Problem.
Extract every line of the material below that contains the string "windshield".

Extracted material.
_ _ _ _ _ _ _
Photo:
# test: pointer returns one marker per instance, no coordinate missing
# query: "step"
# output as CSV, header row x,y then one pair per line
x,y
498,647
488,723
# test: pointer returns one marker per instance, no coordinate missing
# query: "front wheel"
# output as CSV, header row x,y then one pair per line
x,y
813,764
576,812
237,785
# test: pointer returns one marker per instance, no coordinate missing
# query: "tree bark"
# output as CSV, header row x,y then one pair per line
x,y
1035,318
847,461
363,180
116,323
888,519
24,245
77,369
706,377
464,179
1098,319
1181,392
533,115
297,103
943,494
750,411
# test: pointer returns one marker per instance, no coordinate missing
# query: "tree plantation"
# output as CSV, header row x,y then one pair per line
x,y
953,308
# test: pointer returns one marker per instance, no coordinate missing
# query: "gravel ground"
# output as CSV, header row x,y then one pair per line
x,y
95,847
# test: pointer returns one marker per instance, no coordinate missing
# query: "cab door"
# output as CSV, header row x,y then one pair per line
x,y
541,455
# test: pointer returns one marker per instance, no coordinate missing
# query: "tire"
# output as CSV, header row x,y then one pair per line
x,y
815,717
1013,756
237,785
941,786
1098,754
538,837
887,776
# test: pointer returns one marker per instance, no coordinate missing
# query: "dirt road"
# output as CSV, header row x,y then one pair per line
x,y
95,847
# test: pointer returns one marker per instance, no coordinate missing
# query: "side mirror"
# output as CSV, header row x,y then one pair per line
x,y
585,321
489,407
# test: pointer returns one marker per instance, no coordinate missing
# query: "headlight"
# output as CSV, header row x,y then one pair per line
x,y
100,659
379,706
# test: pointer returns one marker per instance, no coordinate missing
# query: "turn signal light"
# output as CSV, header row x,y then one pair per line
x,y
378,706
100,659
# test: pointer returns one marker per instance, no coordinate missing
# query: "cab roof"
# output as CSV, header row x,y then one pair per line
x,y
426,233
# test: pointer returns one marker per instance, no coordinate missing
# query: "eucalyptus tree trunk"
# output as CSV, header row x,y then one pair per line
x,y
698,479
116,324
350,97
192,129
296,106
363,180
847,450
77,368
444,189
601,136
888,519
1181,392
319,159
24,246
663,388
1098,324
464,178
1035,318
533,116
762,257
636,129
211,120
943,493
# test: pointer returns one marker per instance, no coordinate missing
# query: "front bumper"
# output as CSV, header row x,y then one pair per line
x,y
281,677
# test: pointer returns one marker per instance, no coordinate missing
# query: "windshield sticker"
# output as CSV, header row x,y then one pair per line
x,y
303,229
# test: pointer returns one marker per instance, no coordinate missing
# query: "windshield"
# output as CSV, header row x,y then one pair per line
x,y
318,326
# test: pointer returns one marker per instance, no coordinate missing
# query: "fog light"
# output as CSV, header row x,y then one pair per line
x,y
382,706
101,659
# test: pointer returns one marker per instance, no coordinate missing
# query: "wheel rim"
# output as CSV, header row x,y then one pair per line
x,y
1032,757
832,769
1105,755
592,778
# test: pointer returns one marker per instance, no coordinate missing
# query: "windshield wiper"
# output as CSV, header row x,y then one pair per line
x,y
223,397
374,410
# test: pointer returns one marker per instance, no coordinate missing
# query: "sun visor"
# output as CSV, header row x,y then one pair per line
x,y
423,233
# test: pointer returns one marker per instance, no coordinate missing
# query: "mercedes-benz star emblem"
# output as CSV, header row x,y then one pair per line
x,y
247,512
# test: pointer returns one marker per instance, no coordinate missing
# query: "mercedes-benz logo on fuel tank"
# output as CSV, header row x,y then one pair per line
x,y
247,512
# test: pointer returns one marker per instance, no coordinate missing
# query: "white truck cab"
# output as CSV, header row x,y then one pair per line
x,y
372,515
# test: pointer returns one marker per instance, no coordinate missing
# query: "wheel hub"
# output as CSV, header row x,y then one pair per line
_ _ _ _ _ _ _
Answer to the problem.
# query: "windshield sticker"
# query: "windshield"
# query: "windshield wiper"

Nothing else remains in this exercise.